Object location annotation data
%%
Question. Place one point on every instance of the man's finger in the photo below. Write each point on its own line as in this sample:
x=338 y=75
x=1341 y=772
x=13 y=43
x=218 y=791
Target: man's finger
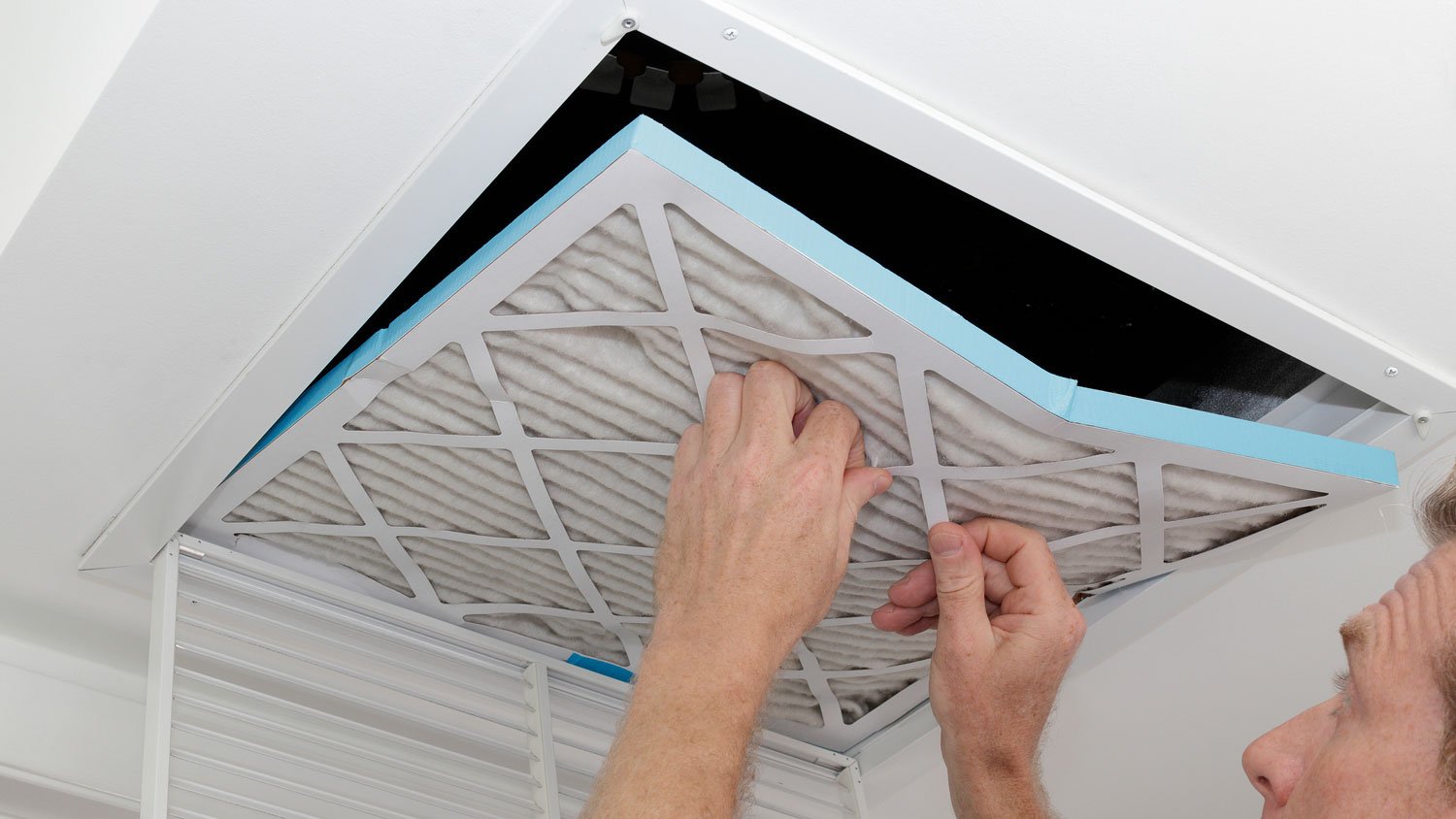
x=689 y=448
x=891 y=617
x=1030 y=568
x=722 y=411
x=916 y=588
x=833 y=429
x=919 y=626
x=960 y=586
x=774 y=399
x=862 y=484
%%
## REQUIREMENTS
Scale the data above by rewriting every line, request text included, with each x and y coordinate in the answer points multiplied by 0.35 and rounded to a whole number, halves rounded up. Keep the sample points in the request unchanged and leave out the pictures.

## OUTPUT FOR THIS TASK
Question. Place one point on every instance of the man's finger in the photo below. Write each point on its own line as in this sample:
x=338 y=75
x=1341 y=772
x=13 y=43
x=218 y=791
Target: man's finger
x=241 y=157
x=312 y=216
x=361 y=199
x=253 y=144
x=321 y=206
x=292 y=150
x=322 y=219
x=336 y=205
x=271 y=140
x=302 y=169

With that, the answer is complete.